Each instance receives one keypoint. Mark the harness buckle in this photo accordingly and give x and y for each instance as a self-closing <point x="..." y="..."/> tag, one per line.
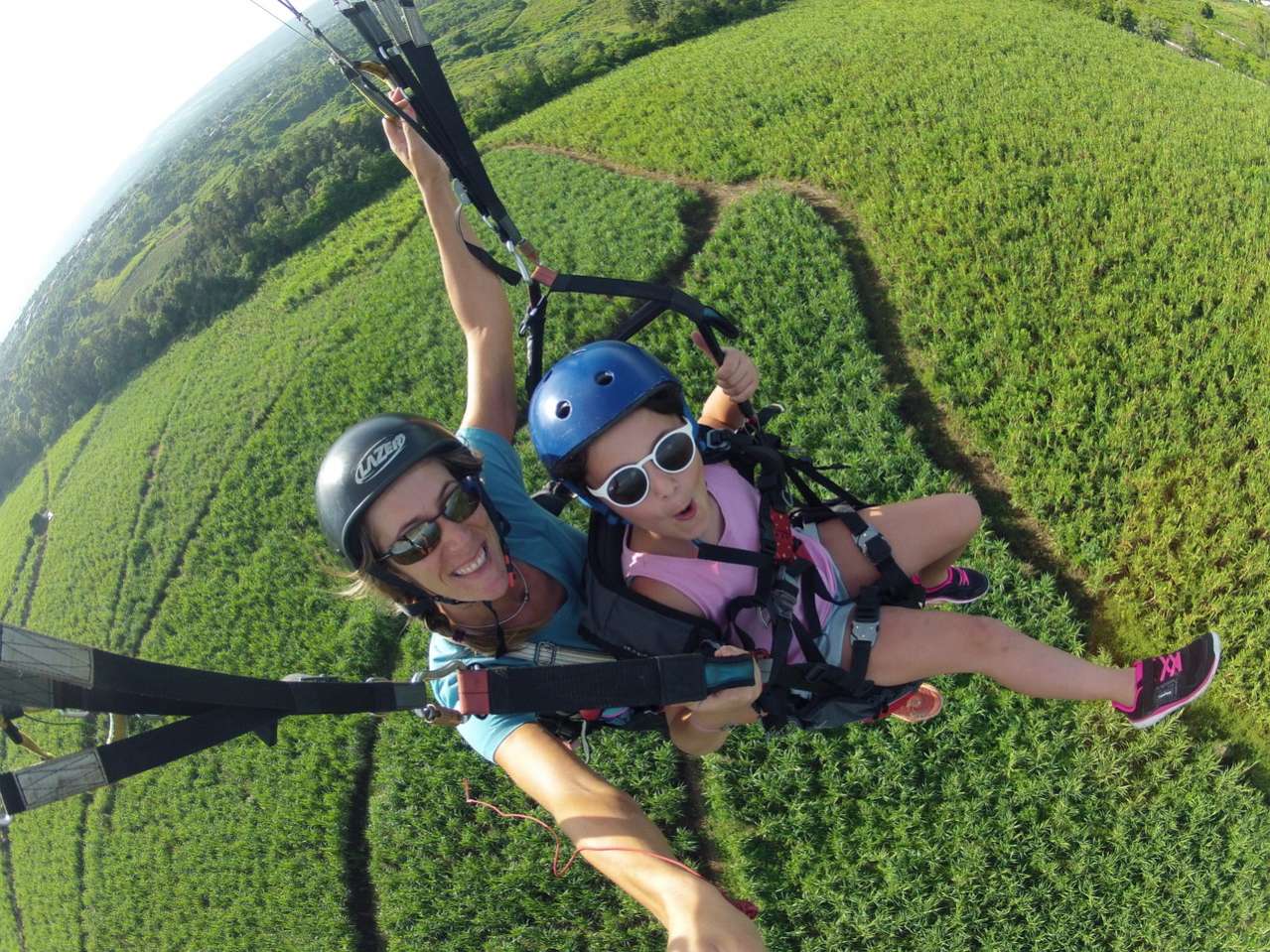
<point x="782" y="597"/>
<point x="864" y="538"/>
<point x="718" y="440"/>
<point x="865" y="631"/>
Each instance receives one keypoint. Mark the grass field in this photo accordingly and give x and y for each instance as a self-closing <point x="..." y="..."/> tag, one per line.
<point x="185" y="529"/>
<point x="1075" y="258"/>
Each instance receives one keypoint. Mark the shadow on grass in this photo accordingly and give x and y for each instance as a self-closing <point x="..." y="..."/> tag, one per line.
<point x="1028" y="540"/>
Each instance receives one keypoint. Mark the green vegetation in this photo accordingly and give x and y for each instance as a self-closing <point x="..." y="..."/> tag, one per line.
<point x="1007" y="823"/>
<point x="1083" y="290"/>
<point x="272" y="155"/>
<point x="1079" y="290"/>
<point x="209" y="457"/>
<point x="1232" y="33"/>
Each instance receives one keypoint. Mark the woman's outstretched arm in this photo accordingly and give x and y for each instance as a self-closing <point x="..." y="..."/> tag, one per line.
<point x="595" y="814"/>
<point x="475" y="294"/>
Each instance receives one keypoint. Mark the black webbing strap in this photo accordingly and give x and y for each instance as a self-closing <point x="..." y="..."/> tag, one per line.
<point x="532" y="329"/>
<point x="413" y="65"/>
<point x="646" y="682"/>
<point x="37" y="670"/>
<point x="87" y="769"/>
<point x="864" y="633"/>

## [Work instruction]
Starting at the line that contains "Each instance receives one keypoint. Mark the black", restate word for word every line through the last one in the records above. Return nothing else.

## [Expected answer]
Each instance receives one keypoint. Mark the black webbing strap in this photo accordingly and give x and y for each instance as a self-closing <point x="..." y="..."/> tag, one per line.
<point x="532" y="329"/>
<point x="413" y="65"/>
<point x="646" y="682"/>
<point x="37" y="670"/>
<point x="87" y="769"/>
<point x="864" y="633"/>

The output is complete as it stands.